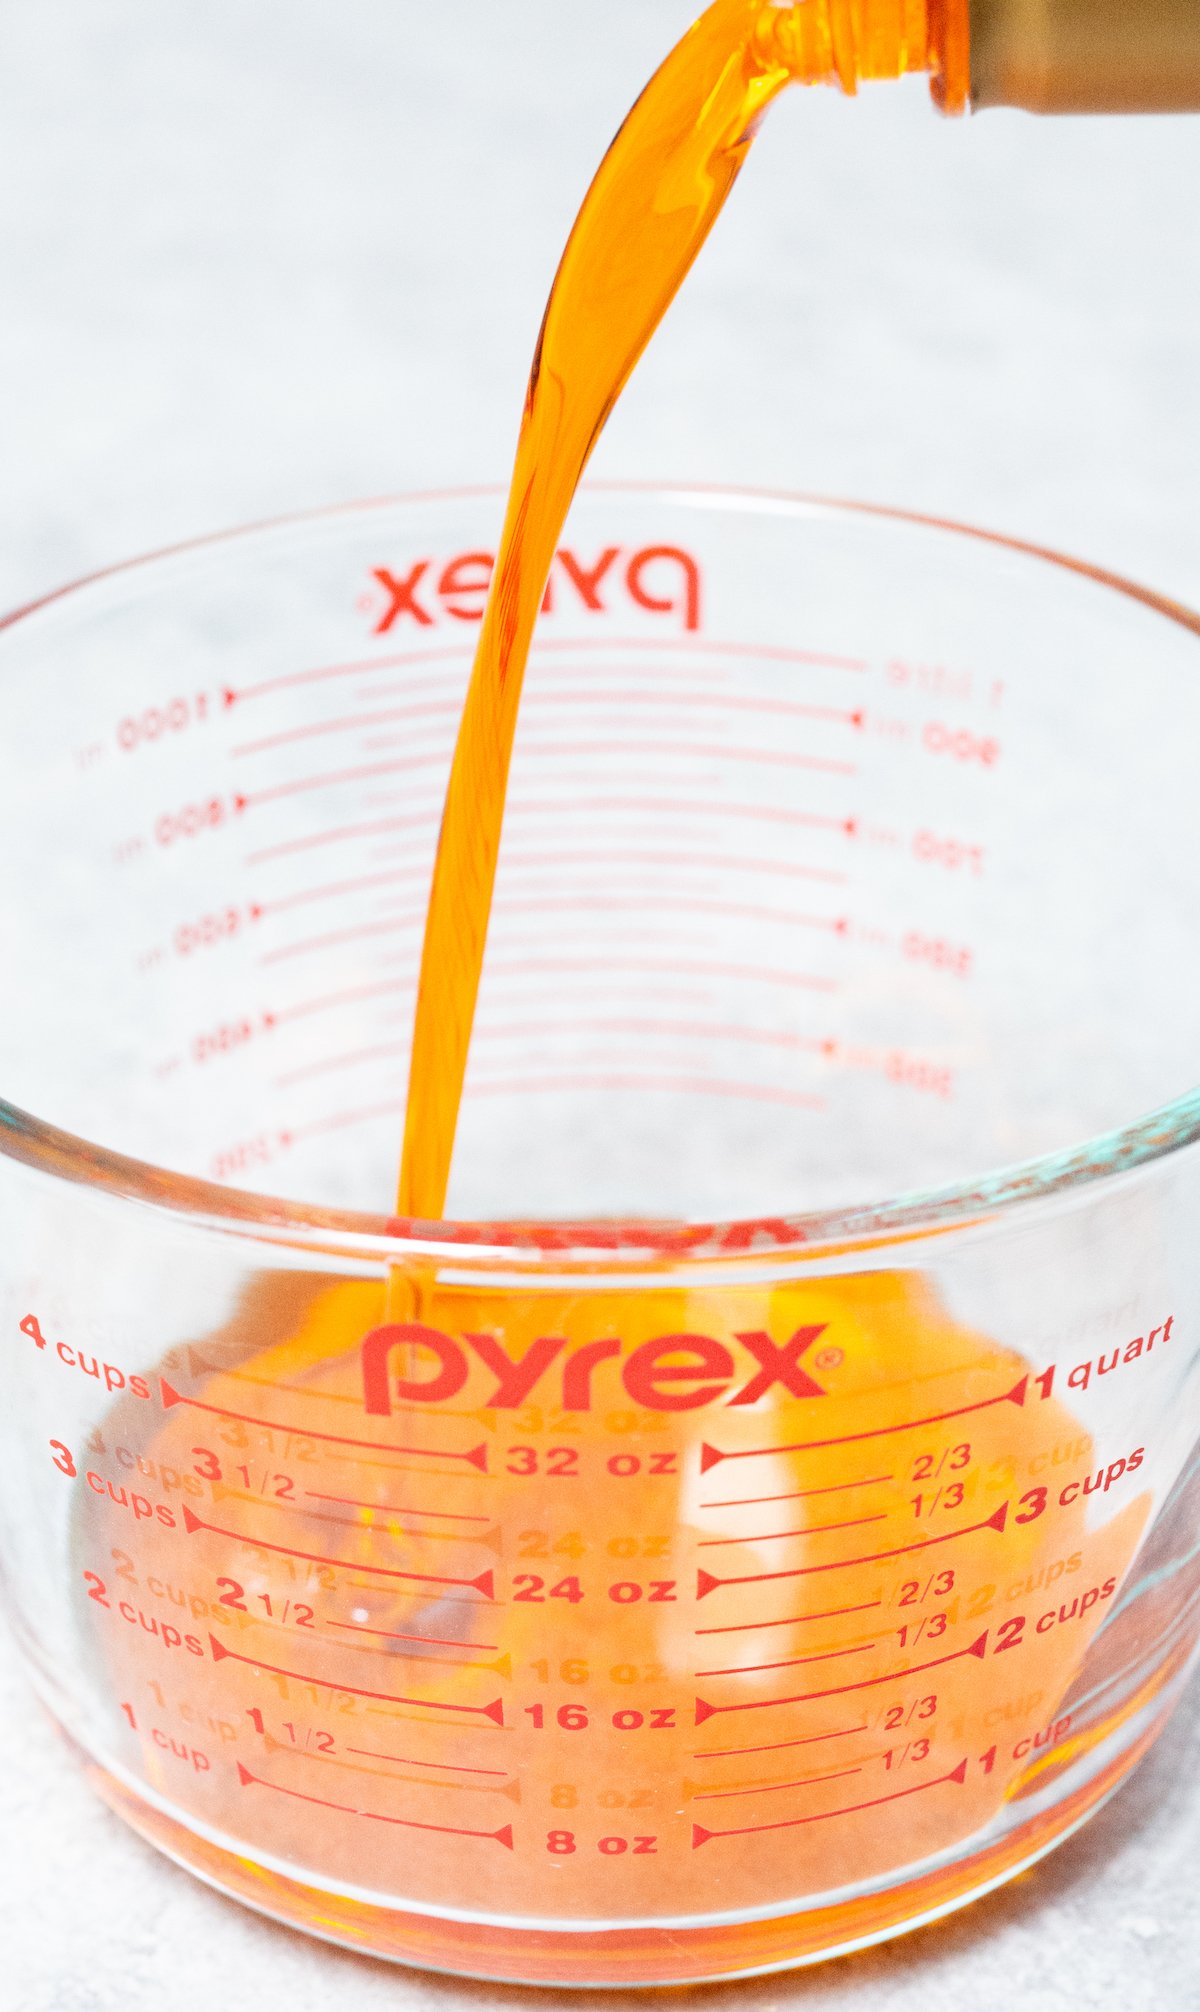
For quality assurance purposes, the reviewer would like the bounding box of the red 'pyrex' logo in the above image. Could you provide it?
[360,1323,827,1416]
[367,543,702,634]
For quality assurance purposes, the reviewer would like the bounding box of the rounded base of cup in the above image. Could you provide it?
[64,1709,1167,1988]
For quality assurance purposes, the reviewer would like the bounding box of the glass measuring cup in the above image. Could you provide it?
[2,484,1200,1987]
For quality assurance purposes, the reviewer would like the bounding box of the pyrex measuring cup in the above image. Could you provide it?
[2,486,1200,1987]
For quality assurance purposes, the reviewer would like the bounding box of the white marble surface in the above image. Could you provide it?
[3,2,1200,2005]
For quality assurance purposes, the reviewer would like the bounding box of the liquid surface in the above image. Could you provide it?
[397,0,799,1220]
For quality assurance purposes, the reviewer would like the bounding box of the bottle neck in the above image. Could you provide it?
[760,0,971,111]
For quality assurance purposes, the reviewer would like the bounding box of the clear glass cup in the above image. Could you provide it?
[2,486,1200,1987]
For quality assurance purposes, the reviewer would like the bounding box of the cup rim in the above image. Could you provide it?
[4,480,1199,1266]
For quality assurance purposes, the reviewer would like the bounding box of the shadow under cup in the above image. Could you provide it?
[1,486,1200,1984]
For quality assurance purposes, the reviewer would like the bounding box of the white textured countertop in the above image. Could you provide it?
[3,3,1200,2005]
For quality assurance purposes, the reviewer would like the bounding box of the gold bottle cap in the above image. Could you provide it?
[970,0,1200,112]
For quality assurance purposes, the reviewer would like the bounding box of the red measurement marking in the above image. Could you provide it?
[212,1637,504,1721]
[329,1619,498,1653]
[697,1640,875,1680]
[465,1075,827,1112]
[482,954,839,996]
[250,796,856,870]
[693,1634,988,1724]
[695,1721,868,1761]
[304,1504,498,1553]
[693,1763,863,1802]
[257,865,431,916]
[285,1080,827,1148]
[692,1758,968,1844]
[182,1505,493,1596]
[702,1475,894,1510]
[354,633,868,681]
[502,793,858,837]
[490,846,849,887]
[697,1511,886,1549]
[697,1503,1008,1598]
[305,1490,489,1524]
[439,734,857,778]
[159,1380,487,1470]
[272,979,413,1025]
[261,909,422,966]
[513,636,869,672]
[526,687,865,726]
[467,1022,825,1070]
[287,1100,406,1145]
[237,746,856,822]
[531,635,861,676]
[361,670,734,713]
[474,1018,835,1056]
[234,751,448,815]
[225,627,866,713]
[276,1016,837,1096]
[235,1760,513,1846]
[234,688,863,762]
[227,644,469,707]
[527,635,869,673]
[344,1745,507,1778]
[500,894,849,935]
[233,696,460,758]
[276,1041,411,1089]
[700,1377,1029,1471]
[511,792,857,841]
[247,809,438,867]
[695,1599,882,1638]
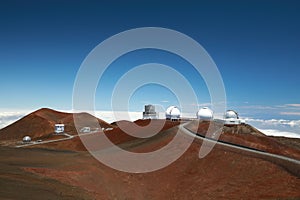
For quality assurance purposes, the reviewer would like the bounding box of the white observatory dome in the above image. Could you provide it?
[225,110,239,119]
[22,136,31,142]
[196,107,213,120]
[165,106,181,120]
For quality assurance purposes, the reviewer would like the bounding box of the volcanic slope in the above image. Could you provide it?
[1,123,299,199]
[0,108,112,142]
[185,120,300,160]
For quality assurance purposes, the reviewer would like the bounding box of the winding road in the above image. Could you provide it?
[179,122,300,165]
[15,121,300,168]
[15,133,75,148]
[15,130,104,148]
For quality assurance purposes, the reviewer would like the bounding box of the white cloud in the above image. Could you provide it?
[280,112,300,116]
[94,111,141,123]
[285,104,300,107]
[245,118,300,127]
[0,111,30,129]
[258,129,300,139]
[245,118,300,139]
[238,105,276,110]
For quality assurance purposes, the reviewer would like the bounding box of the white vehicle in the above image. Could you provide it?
[80,127,91,133]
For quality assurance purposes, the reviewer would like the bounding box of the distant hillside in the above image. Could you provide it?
[185,120,300,160]
[0,108,112,141]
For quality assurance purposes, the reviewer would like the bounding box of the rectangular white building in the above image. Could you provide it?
[55,124,65,134]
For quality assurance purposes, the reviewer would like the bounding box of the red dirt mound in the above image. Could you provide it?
[0,109,55,141]
[0,108,112,141]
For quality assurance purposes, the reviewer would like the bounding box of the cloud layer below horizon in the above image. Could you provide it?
[0,111,30,129]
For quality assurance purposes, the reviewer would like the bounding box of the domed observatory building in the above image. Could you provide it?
[196,107,213,121]
[224,110,242,125]
[22,136,31,143]
[166,106,181,121]
[143,104,158,119]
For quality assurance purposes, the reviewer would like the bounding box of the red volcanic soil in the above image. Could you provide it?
[1,125,299,199]
[0,108,112,142]
[29,119,180,151]
[104,119,179,147]
[185,120,300,160]
[0,147,92,200]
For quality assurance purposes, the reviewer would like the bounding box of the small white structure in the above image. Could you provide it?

--- Work instruction ---
Return the whole listing word for word, minus its pictures.

--- Exercise response ---
For quality assurance purposes, the reviewer would like the bounding box of the red 'pyrex' logo in the above image. Could you provide it?
[360,1323,827,1416]
[367,543,702,634]
For quality assurance purposes, the reviewer would like the bounding box of the rounded base of cup in the above image. Could you provide it?
[64,1709,1167,1988]
For quality assurance purposes, the reviewer would like the bounding box of the glass measuring cup in the above image. Could you provide it?
[2,484,1200,1987]
For quality assurance purposes, the reviewer would like the bounding box of the pyrex measuring cup in the above image. Could you provide it?
[2,486,1200,1987]
For quality assurance purposes, the reviewer would like the bounding box of the white marble surface in the above image. Could you provide it?
[3,2,1200,2005]
For quality assurance purposes, the reviewer would like the bounding box of the liquid surface in the above image. Could you provide it?
[397,0,799,1220]
For quality assurance purposes, the reviewer would like the bounding box of the bottle neck in the above image. Could you provide it?
[760,0,971,111]
For quality assurance purposes, the reviewer would like the bounding box of the clear glass cup in the above image. Could you provide it?
[2,486,1200,1987]
For quality assurance purposes, the reviewer would like the bounding box of the cup rim in the above image. Could you provide it?
[4,480,1199,1266]
For quality assurance purposes, the reviewer would like the bounding box of the shadow under cup in the above image. Could you provide it?
[1,486,1200,1984]
For quality assurance purposes, the reviewer would like the bounding box of the white textured countertop in the above image. Could you provide it?
[3,3,1200,2005]
For quality assurance purposes, the reviewer would like the bounding box of the gold bottle cap in the above image. Could you provide it?
[970,0,1200,112]
For quality assurance purposes, the reviewer would like the bounding box of the red measurement marking in the above image. Could you provide it?
[212,1637,504,1721]
[329,1619,498,1653]
[697,1640,875,1680]
[465,1075,827,1112]
[482,954,839,996]
[250,796,856,870]
[693,1634,988,1724]
[695,1721,868,1761]
[304,1504,498,1553]
[693,1763,863,1802]
[257,865,431,916]
[285,1080,827,1148]
[692,1758,968,1844]
[182,1505,493,1596]
[702,1475,894,1510]
[354,633,868,681]
[502,793,858,837]
[490,846,849,887]
[697,1511,886,1549]
[697,1503,1008,1598]
[305,1490,489,1524]
[439,734,857,778]
[159,1380,487,1470]
[272,979,413,1025]
[261,909,422,966]
[513,636,869,672]
[526,687,865,726]
[467,1022,825,1070]
[287,1100,406,1145]
[237,746,856,822]
[531,635,861,676]
[361,670,734,713]
[474,1018,835,1056]
[234,751,448,815]
[225,627,866,713]
[276,1016,837,1096]
[235,1760,513,1846]
[234,688,863,762]
[227,644,469,707]
[527,635,869,673]
[344,1745,507,1778]
[500,894,849,935]
[233,696,460,758]
[276,1041,411,1089]
[700,1377,1029,1471]
[511,792,857,841]
[247,809,438,867]
[695,1599,882,1638]
For quality assurance purposes, the reviewer would like the bounding box of the white observatory dome in the above image. Could you provide it?
[225,110,239,119]
[22,136,31,142]
[196,107,213,120]
[165,106,181,120]
For quality assurance purposes, the reviewer would like the bounding box of the volcanic slope in the above image. Could you provide it?
[1,123,299,199]
[0,108,112,142]
[185,120,300,160]
For quality assurance purposes, the reviewer would like the bounding box of the winding road in the above image. Could you provide it?
[179,122,300,165]
[15,121,300,168]
[15,133,75,148]
[15,130,104,148]
For quality assurance purposes, the reviewer would like the bounding box of the white cloud in the above image. Could you provide it?
[280,112,300,116]
[94,111,141,123]
[285,104,300,107]
[245,118,300,127]
[0,111,30,129]
[258,129,300,139]
[245,118,300,139]
[238,105,276,110]
For quality assurance purposes, the reviewer would like the bounding box of the white vehicle in the above image. Could you provide it?
[80,127,91,133]
For quality assurance purposes, the reviewer would like the bounding box of the distant hillside in the above image. Could you provide it?
[185,120,300,160]
[0,108,112,141]
For quality assurance purposes, the reviewer would like the bounding box of the rectangular white building in the above image. Could you provide it?
[55,124,65,134]
For quality assurance purposes, the reviewer would like the bounding box of the red dirt mound in the above image. Could you provide it?
[0,109,55,141]
[0,108,112,141]
For quality assurance purposes, the reviewer would like the bounding box of the cloud layer below horizon in the above image. Could you provide it?
[0,111,30,129]
For quality assurance purposes, the reviewer would like the bounding box of the domed observatory building in the above image. Could you provide it?
[196,107,213,121]
[224,110,242,125]
[22,136,31,143]
[166,106,181,121]
[143,104,158,119]
For quality assurance purposes, the reviewer would like the bounding box of the red volcanic soil in the above image. Could you provide it?
[1,125,299,199]
[0,108,112,142]
[29,119,180,151]
[104,119,179,147]
[185,120,300,160]
[0,147,92,200]
For quality assurance purposes, the reviewer would like the bounding box of the small white structure in the above image. Could you provide it?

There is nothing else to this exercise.